- **Task instructions**: List every line of the material that contains the string "table". Case counts.
◇ ◇ ◇
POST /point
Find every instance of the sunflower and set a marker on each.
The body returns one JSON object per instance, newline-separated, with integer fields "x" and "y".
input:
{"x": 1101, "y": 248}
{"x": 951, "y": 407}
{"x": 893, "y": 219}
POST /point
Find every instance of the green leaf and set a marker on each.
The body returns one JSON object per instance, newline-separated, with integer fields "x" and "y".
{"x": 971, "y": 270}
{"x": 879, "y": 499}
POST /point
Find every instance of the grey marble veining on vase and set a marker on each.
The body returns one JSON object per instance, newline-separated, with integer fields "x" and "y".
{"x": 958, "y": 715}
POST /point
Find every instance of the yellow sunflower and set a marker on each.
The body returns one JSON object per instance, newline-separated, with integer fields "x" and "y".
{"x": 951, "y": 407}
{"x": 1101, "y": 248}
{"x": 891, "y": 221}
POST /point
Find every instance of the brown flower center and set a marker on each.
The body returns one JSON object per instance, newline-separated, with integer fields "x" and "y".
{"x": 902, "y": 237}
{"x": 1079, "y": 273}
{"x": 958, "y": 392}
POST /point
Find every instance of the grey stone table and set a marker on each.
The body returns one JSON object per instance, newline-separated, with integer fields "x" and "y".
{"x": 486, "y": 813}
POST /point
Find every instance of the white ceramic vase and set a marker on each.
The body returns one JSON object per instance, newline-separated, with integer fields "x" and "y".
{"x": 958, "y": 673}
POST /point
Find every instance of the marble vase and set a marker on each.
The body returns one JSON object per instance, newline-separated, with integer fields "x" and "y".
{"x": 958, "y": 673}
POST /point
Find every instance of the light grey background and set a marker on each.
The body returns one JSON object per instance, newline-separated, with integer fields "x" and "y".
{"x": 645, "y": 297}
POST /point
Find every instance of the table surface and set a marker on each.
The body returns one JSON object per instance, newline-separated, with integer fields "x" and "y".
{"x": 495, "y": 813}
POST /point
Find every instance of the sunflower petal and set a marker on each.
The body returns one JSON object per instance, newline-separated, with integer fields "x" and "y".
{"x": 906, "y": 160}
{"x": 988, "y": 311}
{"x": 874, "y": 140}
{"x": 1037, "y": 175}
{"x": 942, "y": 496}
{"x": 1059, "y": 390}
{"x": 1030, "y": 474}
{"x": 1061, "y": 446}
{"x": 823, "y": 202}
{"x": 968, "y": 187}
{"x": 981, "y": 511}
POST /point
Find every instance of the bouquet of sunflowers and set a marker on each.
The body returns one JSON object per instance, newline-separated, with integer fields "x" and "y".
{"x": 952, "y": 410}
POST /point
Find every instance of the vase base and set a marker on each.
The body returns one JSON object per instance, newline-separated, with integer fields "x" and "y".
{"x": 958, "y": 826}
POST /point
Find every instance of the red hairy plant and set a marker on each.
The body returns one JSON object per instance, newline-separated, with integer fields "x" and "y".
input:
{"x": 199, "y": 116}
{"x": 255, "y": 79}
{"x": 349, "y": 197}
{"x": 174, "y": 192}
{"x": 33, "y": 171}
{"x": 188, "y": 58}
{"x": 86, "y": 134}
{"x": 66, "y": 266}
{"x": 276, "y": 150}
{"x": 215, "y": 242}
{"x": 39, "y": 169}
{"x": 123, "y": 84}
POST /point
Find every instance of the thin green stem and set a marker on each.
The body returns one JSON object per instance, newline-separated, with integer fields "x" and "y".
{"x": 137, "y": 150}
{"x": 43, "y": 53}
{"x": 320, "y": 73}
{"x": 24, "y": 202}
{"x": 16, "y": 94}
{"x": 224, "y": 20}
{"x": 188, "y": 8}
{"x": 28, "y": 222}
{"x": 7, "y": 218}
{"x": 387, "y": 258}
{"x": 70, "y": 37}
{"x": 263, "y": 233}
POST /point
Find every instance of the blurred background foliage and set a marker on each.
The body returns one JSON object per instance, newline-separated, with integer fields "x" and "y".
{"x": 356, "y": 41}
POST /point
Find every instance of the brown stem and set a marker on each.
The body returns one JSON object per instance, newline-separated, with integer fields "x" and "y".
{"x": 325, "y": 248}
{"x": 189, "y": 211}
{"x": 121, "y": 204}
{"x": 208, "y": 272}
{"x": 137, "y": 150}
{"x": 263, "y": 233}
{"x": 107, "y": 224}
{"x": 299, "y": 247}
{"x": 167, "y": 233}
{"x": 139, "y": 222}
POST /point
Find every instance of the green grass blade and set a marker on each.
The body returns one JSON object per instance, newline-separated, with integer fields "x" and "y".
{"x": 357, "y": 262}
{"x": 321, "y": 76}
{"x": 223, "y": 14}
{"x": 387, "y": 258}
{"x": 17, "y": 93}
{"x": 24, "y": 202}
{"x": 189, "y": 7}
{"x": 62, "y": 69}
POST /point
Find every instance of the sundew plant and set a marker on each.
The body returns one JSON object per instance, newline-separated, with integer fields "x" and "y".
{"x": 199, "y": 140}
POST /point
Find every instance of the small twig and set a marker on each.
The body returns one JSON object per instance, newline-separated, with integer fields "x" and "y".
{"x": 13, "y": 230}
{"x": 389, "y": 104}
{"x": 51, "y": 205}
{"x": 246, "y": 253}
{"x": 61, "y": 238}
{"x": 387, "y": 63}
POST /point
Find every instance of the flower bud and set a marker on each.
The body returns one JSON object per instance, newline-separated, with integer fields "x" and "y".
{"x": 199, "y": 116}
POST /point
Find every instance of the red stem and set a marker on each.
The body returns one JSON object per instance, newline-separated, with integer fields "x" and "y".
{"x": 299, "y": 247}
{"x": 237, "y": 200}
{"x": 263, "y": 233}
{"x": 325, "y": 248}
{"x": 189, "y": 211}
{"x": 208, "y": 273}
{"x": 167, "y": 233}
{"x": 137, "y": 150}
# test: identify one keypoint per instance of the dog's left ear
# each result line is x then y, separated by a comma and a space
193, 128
◇ ◇ ◇
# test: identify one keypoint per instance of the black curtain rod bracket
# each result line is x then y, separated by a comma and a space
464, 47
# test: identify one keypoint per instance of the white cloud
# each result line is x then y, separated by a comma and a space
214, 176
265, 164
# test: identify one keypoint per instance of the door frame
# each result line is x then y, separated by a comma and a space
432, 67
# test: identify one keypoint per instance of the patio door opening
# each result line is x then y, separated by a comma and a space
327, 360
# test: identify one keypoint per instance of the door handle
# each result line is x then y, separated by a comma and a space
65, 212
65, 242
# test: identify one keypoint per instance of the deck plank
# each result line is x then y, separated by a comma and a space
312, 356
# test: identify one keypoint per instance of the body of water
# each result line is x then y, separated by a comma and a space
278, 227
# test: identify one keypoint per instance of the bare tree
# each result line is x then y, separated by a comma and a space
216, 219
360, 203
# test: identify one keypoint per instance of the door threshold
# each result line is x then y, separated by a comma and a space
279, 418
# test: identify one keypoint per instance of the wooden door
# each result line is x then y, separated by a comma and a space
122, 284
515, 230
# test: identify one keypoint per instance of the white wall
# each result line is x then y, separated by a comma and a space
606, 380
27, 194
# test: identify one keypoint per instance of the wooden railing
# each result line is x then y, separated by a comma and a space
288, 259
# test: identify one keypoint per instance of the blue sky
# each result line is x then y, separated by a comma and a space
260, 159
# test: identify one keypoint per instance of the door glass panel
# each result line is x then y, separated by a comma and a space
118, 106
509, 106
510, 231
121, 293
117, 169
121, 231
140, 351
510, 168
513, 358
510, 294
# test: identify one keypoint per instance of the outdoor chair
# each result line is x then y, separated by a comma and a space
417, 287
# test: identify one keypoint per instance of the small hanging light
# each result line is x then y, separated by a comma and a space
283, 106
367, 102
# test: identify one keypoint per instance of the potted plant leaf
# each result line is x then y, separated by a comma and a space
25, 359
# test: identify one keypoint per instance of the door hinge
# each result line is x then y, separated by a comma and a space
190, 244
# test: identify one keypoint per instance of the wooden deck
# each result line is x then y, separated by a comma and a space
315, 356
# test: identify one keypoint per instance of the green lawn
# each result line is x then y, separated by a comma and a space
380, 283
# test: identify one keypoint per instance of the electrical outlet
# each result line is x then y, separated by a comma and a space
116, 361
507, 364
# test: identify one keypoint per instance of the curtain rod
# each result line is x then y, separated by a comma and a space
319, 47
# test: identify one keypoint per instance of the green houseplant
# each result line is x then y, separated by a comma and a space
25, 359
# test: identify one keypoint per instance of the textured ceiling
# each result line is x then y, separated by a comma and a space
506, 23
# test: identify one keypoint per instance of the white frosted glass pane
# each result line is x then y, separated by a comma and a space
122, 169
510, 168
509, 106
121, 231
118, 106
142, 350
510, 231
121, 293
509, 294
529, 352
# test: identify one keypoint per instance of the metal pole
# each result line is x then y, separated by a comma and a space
◇ ◇ ◇
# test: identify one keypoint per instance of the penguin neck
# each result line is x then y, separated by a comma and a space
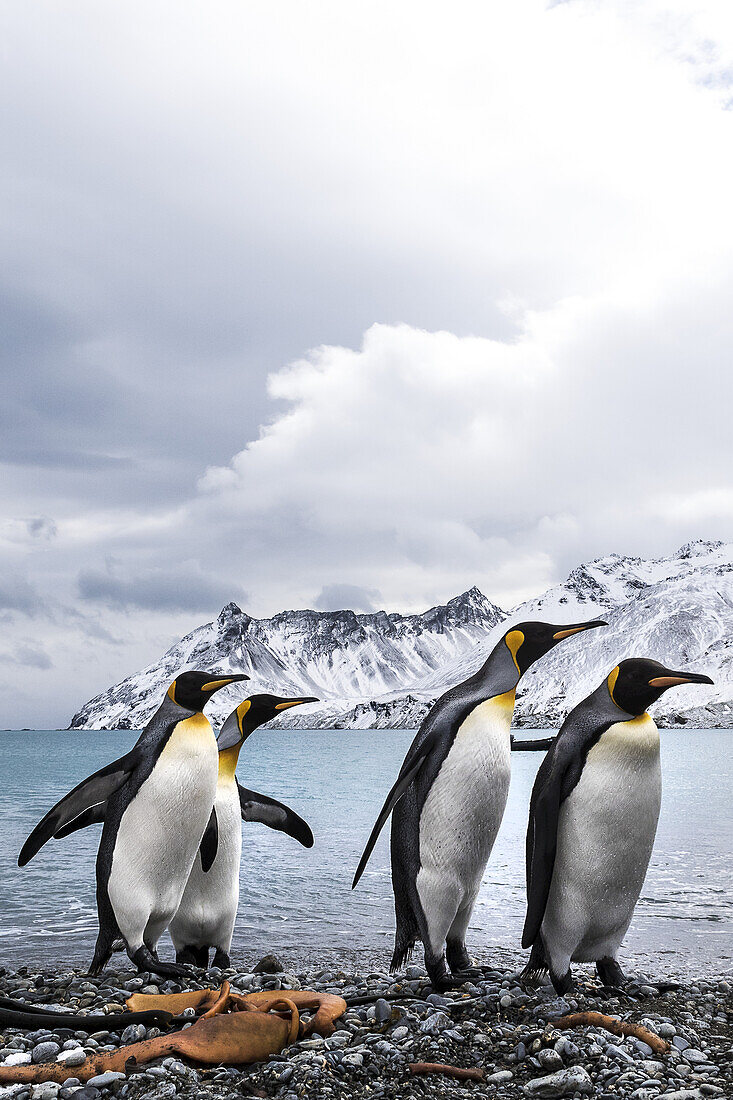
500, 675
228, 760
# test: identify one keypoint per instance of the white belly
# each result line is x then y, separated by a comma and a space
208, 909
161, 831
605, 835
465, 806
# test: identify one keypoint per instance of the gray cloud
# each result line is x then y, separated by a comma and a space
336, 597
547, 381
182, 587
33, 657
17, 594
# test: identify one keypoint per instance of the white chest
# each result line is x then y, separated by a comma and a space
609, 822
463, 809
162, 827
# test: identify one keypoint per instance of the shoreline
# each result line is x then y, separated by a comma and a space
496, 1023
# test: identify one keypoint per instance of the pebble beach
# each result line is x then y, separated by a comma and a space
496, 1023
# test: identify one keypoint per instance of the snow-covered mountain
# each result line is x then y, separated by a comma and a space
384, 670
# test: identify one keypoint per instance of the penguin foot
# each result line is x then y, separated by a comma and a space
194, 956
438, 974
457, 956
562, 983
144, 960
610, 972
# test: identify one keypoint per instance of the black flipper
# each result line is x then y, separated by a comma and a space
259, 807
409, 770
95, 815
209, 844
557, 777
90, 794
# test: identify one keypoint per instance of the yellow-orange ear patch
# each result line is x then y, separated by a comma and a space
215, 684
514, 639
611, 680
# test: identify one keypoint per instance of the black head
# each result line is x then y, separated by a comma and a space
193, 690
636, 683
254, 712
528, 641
◇ ◇ ◇
- **Answer**:
Find every instance of the grey stone table and set a marker on each.
Find every instance of the table surface and set a marker on each.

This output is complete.